- **Working data**
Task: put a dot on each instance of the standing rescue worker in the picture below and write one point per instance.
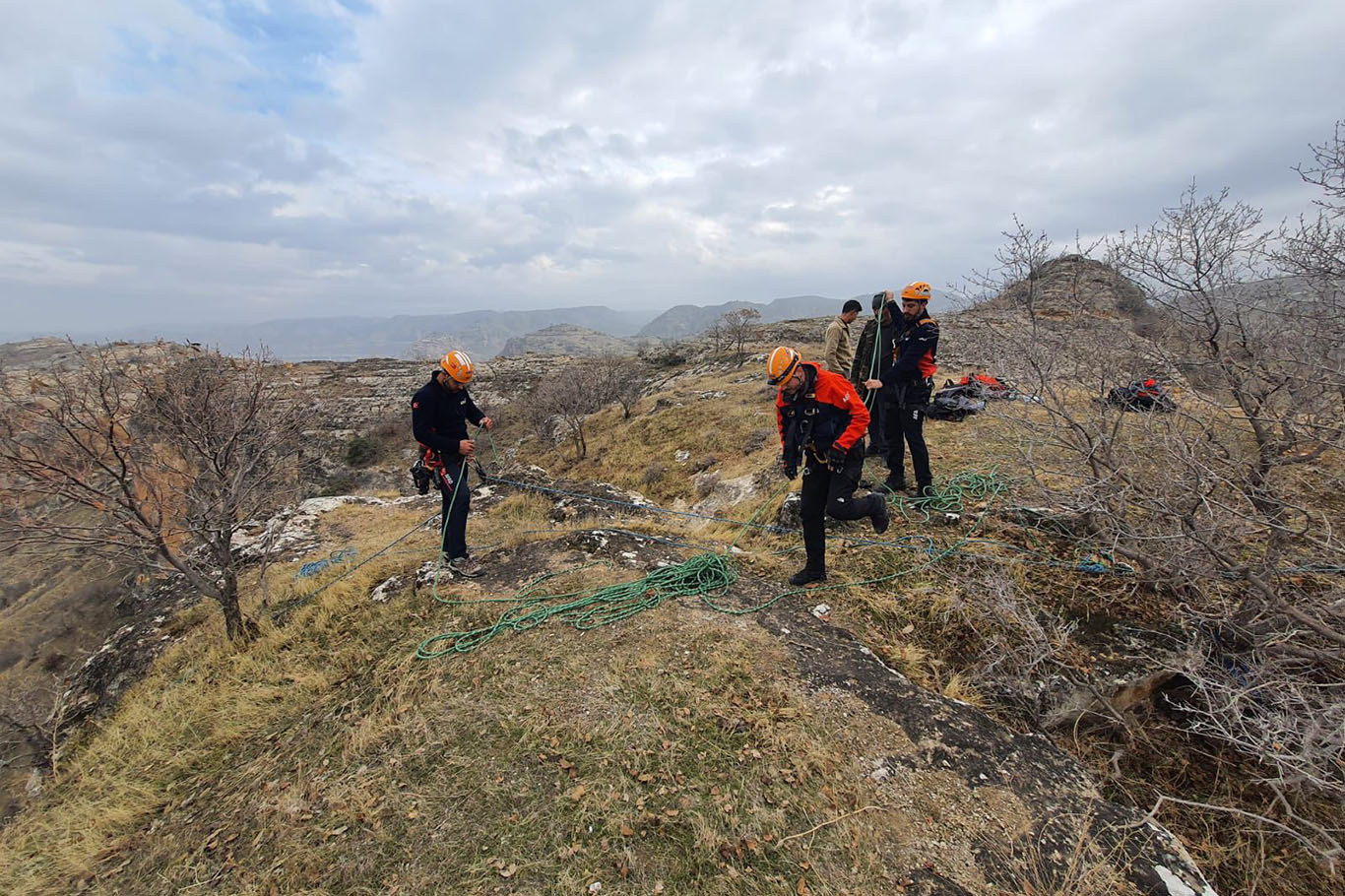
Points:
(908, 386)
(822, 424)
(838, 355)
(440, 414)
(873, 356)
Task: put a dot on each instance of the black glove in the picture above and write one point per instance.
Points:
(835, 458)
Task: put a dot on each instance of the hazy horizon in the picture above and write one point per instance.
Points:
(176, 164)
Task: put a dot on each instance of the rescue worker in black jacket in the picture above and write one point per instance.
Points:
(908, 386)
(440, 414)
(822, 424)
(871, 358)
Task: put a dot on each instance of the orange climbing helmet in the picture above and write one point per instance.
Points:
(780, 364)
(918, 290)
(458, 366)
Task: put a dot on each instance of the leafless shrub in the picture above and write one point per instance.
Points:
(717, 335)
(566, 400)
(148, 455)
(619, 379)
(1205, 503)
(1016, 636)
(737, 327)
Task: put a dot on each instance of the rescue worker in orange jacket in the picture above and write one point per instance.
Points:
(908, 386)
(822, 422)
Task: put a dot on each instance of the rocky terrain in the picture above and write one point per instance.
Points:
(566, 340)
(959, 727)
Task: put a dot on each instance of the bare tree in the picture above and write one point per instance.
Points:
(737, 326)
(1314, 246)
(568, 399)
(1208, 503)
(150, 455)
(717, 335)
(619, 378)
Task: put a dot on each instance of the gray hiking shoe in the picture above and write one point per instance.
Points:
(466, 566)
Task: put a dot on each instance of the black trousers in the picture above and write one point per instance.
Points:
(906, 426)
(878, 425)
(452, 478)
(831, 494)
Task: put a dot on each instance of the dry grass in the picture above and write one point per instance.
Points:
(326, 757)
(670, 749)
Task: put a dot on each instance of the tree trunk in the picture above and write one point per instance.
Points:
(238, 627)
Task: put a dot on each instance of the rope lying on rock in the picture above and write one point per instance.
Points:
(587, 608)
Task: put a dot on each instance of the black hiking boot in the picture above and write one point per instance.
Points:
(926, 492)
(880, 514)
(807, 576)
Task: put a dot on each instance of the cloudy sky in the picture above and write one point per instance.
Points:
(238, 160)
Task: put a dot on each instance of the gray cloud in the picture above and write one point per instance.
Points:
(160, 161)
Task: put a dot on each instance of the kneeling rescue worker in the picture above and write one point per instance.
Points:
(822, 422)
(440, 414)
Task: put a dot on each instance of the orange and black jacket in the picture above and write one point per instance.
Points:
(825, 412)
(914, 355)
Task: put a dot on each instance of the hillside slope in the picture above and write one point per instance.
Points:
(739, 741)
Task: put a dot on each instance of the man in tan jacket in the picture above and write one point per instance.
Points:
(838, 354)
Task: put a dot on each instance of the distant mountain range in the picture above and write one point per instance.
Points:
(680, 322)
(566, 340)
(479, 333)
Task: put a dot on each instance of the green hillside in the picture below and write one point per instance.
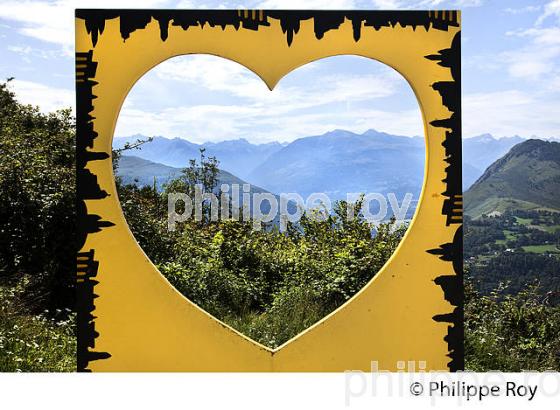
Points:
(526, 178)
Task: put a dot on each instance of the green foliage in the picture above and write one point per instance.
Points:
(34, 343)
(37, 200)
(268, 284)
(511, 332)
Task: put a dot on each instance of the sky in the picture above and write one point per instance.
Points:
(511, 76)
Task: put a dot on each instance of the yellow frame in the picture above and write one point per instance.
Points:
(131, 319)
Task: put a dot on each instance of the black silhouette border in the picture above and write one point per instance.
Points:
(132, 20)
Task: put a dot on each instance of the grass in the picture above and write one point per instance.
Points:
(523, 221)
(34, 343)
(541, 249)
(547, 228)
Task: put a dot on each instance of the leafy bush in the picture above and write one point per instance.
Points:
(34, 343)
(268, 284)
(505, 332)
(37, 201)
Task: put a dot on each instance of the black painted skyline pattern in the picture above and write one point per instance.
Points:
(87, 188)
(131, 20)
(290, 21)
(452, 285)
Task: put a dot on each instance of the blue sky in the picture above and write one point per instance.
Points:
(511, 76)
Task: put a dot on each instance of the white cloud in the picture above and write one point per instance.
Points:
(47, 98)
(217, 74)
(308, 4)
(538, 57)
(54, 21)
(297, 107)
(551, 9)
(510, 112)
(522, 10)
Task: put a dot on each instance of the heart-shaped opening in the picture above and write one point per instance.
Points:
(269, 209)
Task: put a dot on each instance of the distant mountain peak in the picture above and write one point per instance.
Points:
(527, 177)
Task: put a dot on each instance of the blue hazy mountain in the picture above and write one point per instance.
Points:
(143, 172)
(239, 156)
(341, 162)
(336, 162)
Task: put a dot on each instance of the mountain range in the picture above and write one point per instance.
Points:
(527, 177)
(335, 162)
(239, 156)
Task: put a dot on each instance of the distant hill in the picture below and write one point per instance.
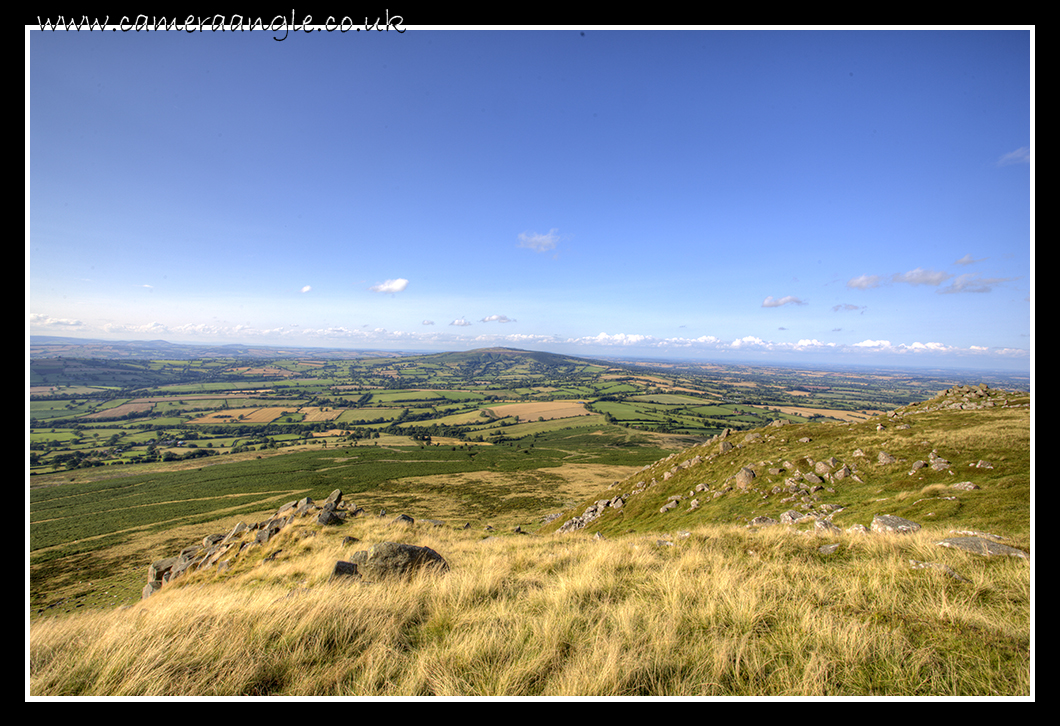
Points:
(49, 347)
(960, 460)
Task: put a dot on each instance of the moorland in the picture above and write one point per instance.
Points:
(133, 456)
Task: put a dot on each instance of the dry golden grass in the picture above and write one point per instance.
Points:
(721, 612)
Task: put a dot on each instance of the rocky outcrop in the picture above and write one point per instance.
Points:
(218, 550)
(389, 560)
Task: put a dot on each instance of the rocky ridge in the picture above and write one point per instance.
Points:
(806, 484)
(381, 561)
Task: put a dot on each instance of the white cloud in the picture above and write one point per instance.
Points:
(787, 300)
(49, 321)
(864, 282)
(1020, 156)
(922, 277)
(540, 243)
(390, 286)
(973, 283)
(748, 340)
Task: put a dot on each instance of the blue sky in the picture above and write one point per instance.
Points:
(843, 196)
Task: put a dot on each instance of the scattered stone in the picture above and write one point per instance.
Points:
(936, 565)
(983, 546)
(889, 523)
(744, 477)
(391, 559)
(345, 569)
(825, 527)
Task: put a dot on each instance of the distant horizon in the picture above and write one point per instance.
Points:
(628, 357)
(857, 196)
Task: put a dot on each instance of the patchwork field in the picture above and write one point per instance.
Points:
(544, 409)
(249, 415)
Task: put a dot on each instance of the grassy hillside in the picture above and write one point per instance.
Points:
* * *
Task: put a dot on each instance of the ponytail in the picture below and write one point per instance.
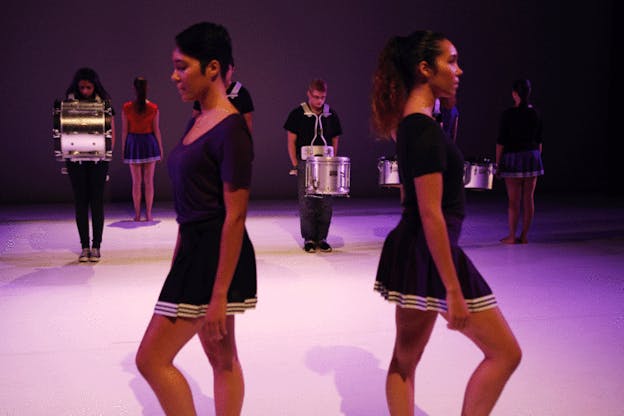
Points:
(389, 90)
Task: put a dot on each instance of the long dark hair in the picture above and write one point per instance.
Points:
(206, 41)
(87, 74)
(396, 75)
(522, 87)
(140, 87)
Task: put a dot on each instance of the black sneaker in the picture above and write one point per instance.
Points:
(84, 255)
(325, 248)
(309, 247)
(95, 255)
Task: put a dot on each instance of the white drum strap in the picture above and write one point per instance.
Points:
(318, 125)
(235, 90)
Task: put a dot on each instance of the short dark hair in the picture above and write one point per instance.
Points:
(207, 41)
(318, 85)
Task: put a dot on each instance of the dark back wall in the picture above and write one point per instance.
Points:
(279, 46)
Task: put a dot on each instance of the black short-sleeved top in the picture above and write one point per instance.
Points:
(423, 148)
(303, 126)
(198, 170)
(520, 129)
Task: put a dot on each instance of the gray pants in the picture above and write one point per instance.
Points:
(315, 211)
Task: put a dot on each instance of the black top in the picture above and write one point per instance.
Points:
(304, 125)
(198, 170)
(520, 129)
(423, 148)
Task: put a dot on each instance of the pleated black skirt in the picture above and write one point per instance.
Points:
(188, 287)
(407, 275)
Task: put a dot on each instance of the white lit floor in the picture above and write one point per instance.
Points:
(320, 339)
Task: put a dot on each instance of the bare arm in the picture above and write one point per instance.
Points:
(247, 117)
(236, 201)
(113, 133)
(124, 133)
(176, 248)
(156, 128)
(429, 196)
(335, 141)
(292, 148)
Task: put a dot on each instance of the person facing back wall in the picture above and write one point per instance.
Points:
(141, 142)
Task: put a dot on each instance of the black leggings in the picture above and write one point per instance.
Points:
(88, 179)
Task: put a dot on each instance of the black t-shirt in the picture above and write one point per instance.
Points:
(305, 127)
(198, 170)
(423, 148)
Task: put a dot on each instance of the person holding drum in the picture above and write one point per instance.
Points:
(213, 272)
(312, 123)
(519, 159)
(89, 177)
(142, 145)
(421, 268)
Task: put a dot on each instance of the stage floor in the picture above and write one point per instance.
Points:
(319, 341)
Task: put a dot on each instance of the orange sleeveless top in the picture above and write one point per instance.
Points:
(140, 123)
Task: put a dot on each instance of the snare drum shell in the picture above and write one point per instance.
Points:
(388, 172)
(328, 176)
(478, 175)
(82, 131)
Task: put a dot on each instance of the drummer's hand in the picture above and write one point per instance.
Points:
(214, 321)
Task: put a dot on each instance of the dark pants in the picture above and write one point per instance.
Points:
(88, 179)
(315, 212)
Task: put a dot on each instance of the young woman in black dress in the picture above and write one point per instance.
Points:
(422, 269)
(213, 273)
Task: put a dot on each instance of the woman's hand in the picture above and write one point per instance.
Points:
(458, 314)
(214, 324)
...
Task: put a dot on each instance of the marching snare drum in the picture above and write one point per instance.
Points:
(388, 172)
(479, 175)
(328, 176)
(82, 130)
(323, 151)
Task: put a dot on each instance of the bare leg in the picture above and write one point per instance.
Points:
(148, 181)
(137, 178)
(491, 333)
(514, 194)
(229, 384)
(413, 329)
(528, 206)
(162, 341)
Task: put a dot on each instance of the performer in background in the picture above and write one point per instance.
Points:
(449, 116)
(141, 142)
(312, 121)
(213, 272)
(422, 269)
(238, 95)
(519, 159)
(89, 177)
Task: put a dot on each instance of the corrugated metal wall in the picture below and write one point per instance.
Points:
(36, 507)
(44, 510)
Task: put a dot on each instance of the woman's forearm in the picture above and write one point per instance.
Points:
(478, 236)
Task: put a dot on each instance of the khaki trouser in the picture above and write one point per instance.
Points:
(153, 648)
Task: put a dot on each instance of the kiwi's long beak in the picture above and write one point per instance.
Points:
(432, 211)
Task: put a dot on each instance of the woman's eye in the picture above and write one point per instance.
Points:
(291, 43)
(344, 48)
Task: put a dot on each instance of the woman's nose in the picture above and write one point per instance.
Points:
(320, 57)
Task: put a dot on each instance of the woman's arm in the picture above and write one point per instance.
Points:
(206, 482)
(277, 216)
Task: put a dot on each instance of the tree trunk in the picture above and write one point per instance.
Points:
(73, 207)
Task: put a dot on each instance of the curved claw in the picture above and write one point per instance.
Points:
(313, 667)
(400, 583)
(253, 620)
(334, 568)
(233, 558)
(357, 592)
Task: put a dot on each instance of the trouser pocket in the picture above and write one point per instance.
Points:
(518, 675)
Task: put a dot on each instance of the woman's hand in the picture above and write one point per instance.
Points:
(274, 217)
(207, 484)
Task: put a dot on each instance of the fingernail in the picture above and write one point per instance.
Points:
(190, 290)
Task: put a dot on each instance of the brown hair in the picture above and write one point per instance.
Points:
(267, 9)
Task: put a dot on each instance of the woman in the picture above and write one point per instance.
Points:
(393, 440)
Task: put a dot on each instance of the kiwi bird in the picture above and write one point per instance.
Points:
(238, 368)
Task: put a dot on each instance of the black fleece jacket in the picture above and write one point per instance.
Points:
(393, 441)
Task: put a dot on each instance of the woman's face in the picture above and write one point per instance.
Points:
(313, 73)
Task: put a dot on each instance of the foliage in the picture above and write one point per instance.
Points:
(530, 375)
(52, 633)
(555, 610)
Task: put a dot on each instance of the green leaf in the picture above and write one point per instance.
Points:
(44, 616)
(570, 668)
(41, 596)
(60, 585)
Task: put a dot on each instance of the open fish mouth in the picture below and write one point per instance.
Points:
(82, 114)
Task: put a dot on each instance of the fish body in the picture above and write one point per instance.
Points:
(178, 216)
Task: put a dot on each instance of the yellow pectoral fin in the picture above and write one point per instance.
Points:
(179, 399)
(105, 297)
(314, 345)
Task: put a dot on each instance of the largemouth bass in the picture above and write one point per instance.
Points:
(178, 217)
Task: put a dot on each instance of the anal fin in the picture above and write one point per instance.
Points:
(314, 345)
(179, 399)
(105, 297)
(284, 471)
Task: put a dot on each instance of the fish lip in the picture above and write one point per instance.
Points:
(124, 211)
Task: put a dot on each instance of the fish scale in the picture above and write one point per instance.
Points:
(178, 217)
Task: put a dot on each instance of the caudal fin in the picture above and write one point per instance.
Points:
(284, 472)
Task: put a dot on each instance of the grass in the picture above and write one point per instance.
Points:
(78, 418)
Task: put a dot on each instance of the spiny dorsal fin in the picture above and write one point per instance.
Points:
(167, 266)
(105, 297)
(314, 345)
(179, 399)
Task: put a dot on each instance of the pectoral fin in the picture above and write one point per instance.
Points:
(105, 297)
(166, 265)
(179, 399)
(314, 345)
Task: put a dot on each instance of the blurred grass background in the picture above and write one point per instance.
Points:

- **Assigned task**
Show the lines from the data above that contain the string "white".

- **Answer**
Task: put a dot on each instance of the white cloud in the picture above and write one point per instance.
Task: put a dot on each instance of the white cloud in the picture above and write one point per instance.
Task: put a dot on each instance of the white drum strap in the picture above and write one point per instance.
Task: put a dot on each instance of the white lit floor in the picture above and write one point per instance.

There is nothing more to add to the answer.